→ **Data section**:
⁂

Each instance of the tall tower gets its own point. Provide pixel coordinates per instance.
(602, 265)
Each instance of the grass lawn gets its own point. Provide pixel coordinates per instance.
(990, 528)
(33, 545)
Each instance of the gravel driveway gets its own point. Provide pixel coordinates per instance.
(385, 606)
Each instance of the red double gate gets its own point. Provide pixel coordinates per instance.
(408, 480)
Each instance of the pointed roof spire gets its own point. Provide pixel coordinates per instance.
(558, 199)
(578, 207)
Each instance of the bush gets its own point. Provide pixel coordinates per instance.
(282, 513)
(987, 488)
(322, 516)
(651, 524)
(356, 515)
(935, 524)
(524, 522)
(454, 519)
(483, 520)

⁂

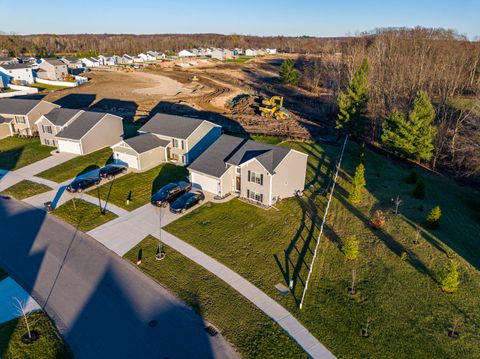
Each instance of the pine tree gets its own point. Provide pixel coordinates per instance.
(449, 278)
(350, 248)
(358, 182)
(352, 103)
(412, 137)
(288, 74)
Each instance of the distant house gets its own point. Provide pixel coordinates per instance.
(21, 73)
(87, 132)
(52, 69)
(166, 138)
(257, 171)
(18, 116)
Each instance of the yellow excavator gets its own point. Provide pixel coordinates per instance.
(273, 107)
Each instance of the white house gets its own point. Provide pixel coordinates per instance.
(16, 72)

⁂

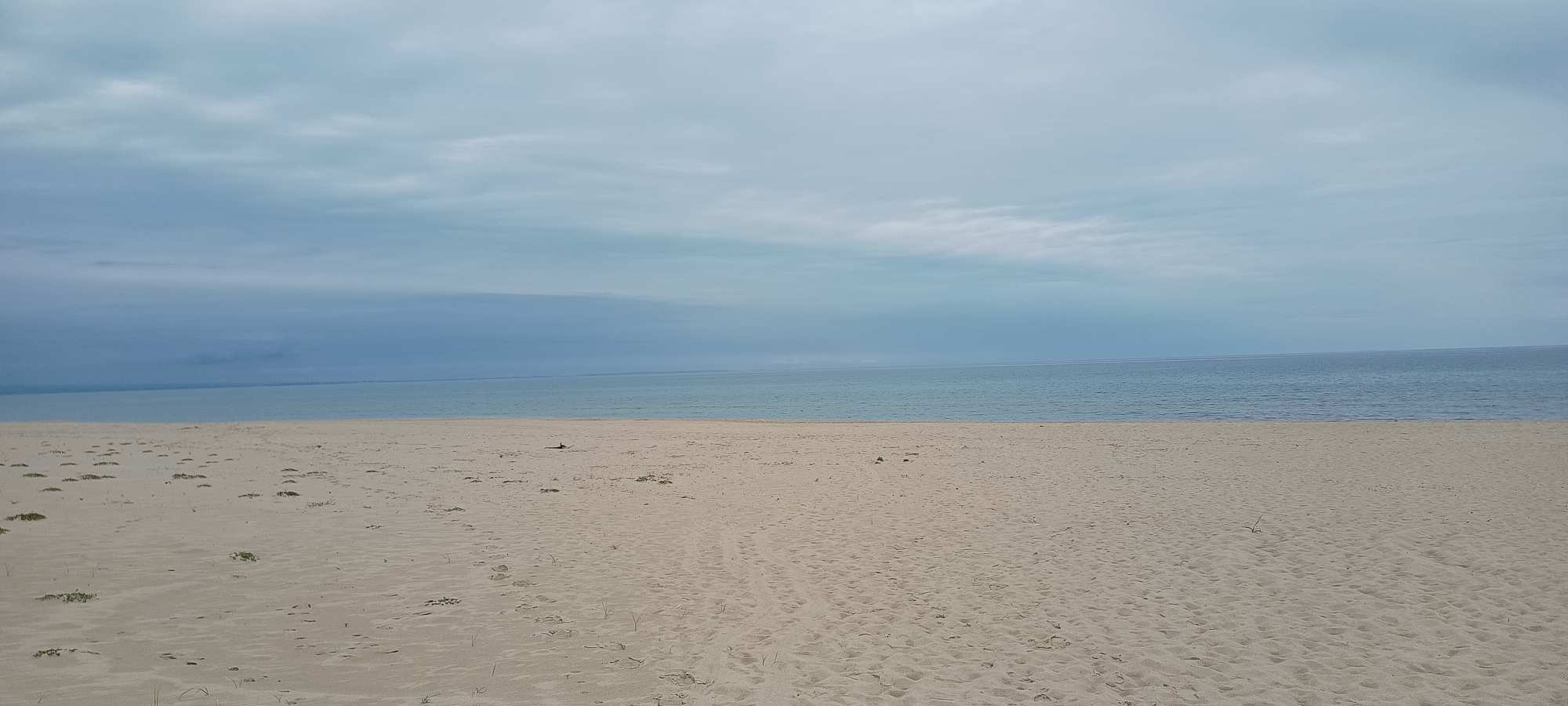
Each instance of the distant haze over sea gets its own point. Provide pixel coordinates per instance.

⁂

→ **Task instructions**: Extract each line from the records above that contains the string "house" and reproduce it in full.

→ **Result of the exercise**:
Each instance of the distant house gets its own point. Provide pixel coordinates per instance.
Each instance of the white house gets its own point. Provide pixel coordinates per instance.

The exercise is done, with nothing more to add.